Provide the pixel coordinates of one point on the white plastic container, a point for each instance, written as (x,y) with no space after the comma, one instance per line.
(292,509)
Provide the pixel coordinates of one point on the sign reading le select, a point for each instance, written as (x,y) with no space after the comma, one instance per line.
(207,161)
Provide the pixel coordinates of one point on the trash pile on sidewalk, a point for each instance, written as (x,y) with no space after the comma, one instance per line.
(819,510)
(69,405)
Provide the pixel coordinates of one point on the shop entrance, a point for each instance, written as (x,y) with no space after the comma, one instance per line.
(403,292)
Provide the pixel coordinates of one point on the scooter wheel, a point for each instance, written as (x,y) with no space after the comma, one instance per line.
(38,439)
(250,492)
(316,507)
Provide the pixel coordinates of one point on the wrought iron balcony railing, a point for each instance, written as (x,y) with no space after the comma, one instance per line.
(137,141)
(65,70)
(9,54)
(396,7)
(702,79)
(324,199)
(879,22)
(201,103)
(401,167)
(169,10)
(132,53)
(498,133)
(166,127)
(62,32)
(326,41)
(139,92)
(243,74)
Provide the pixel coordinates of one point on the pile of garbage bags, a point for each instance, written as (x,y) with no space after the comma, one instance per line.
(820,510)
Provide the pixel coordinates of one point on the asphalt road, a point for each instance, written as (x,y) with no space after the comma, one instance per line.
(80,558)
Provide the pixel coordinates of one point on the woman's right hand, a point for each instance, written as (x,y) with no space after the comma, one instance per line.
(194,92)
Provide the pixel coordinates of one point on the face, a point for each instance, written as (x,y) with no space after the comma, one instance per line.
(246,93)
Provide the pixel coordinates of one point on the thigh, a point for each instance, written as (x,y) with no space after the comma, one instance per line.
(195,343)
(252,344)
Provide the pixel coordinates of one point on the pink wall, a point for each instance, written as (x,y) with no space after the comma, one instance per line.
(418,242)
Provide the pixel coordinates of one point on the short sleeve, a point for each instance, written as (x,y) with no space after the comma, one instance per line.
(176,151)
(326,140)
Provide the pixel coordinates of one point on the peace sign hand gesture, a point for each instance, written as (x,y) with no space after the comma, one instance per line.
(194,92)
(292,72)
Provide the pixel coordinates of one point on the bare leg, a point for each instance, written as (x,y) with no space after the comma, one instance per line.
————————
### Stated task
Reproduce the records word for word.

### Expected answer
Provide the pixel coordinates of one point on the white plastic container, a point for each instance, written as (x,y) with no space after the comma, one instance per line.
(292,509)
Provide the pixel coordinates of one point on the sign reading le select, a point for each instance, written as (x,y) with no space after the comma, one instance per line.
(207,161)
Provide the pixel coordinates of one point on the trash pile on sidewalk, a point for each instance, written as (x,y) with no space after the comma, one instance per line.
(819,510)
(69,405)
Provide the pixel coordinates of one point on the shop entrance, a point for each instance, written as (x,y) with no space after the comma, one instance per line.
(403,292)
Provide the pixel coordinates of one point on the scooter wheel, a point for each instance, written as (x,y) with no space after the comma, one instance per line.
(38,439)
(250,492)
(316,507)
Provide the pixel coordinates of one point on the wrought iron balcony railing, a point for each instance, written as (x,y) with no space after the comma, one instance per line.
(137,141)
(65,70)
(9,54)
(396,7)
(702,79)
(324,199)
(879,22)
(201,103)
(401,167)
(169,10)
(132,53)
(498,133)
(166,127)
(62,32)
(326,41)
(139,92)
(243,74)
Provide the pixel coordinates of one point on the pile of garbage bags, a point for each instance, written as (x,y) with no space after the comma, one instance per line.
(820,510)
Provide the pixel coordinates of one point on the asphalt road, a point for each instance, written as (x,y) with no space after the comma, one instance per line.
(80,558)
Provide the pixel coordinates of one point on the woman's right hand, a point for each instance, written as (x,y) with no space after the comma, one instance per line.
(194,92)
Provide the pixel coordinates of one point on the face, a point for each instance, written as (x,y) with no space after the comma, one instance per line.
(246,93)
Provide the pixel coordinates of one point on the thigh, a point for each instance, written as (x,y) with no space after the comma, one instance per line.
(195,343)
(252,344)
Provide the pixel coordinates of one point on the pink wall, a point for each instance, written as (x,y) with no space after the comma, one instance per line.
(418,242)
Provide the pixel coordinates of one point on the short sleeve, a point for each instance, written as (x,y) with no space after the comma, one instance per line.
(176,151)
(326,140)
Provide the pixel coordinates of one point on the peace sign hand gesture, a point for each instance, written as (x,y) with no space after the comma, one instance per line.
(194,92)
(292,72)
Provide the pixel coordinates of one point on the bare leg, a point for each instance, written as (x,y) with no space after the comma, one instance per line.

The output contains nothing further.